══ Stored rows ══

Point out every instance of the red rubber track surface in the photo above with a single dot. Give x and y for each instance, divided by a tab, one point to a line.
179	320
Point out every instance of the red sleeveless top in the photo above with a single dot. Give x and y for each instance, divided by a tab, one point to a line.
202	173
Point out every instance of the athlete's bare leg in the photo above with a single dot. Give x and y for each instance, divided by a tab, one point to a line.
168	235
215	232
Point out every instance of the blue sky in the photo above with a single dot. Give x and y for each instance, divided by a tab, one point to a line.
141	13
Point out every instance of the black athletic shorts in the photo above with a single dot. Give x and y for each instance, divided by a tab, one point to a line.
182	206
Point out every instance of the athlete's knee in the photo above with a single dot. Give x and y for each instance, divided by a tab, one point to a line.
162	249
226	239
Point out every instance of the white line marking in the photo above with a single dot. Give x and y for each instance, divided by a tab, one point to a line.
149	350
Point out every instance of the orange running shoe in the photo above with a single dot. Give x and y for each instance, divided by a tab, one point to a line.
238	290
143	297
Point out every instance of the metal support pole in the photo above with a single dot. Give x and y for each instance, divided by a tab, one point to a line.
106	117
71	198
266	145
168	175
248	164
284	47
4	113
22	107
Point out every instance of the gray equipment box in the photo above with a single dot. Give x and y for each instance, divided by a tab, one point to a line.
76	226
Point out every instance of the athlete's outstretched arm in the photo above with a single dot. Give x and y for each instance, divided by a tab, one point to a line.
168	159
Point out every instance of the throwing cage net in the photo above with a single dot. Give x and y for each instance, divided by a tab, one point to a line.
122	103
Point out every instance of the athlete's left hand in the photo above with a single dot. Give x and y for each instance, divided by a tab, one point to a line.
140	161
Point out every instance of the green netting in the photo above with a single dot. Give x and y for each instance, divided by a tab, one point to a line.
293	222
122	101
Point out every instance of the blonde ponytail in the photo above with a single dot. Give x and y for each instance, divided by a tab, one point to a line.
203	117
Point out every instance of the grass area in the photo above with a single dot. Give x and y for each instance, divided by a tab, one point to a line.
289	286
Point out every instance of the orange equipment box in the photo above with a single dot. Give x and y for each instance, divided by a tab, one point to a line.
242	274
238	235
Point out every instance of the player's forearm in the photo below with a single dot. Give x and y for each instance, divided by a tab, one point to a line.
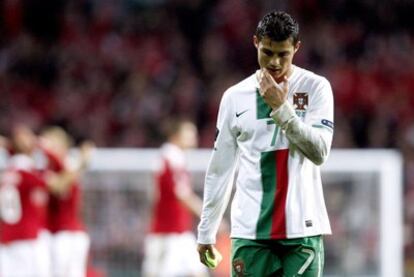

═══

_Objective_
Quote every item above word for word, leaving out the pictures.

_Answer for this exercise_
Point out every instance of the red rubber track surface in the photo above with a single dot. Give x and y for each instance, divided by a tab, one point to a line.
179	320
Point out every instance of the red sleeveless top in the photo above with a single dot. Give x and y for each instance, divided by a tab, one point to a line.
202	173
Point out every instance of the athlete's bare leg in the photo above with a single dot. Give x and y for each instance, divided by a tab, one point to a line.
168	235
215	232
Point out every instance of the blue sky in the photo above with a single dot. Give x and y for each instance, divided by a tab, one point to a line.
141	13
Point out every instance of the black athletic shorts in the photo above with a single dot. Give x and y for each instance, divided by a tab, one point to a line.
182	206
Point out every instance of the athlete's knee in the photo above with a single dot. Give x and y for each instance, divided by a tab, one point to a line.
162	249
226	239
Point out every instance of the white line marking in the photo above with a single dot. Give x and y for each instance, divided by a tab, one point to a line.
149	350
Point out every instance of the orange running shoe in the photo above with a single dot. Give x and y for each instance, divided by a tab, one point to a line.
238	290
143	297
Point out every instance of the metal support pole in the photo above with a single dot. Give x and y for each instance, divided by a tab, one point to a line.
106	117
71	198
266	145
168	175
248	164
284	47
4	113
22	107
Point out every instance of the gray equipment box in the photo above with a single dot. Give x and y for each instance, divided by a tab, one point to a line.
76	226
Point out every instance of the athlete's outstretched arm in the photo above with a single dot. Give x and y for each instance, divided by a tab, one point to a line.
168	159
Point out every instance of the throwing cage net in the photo above with a single dot. Give x and y for each instance, divided by a tab, one point to a line.
122	103
Point out every instance of the athlete's left hand in the photo above with a single dot. Give x and y for each instance, divided by a tab, one point to a line.
140	161
Point out every instance of the green netting in the photo above with a single dot. Give x and y for each instance, divided by a tab, one point to a line.
293	222
122	101
Point out every instance of the blonde ponytail in the photo above with a single dot. Give x and y for each instance, divided by a tab, one point to a line.
203	117
Point out every instance of the grass area in the photo above with a single dot. Give x and y for each instance, divided by a tab, one point to a line.
289	286
Point out every instance of the orange equipment box in the photo above with a single dot. Give x and y for each instance, divided by a tab, one point to a line.
242	274
238	235
Point out every instance of the player's forearm in the photo below with a single dot. Give x and y for each instance, divided by a tab, one point to a line.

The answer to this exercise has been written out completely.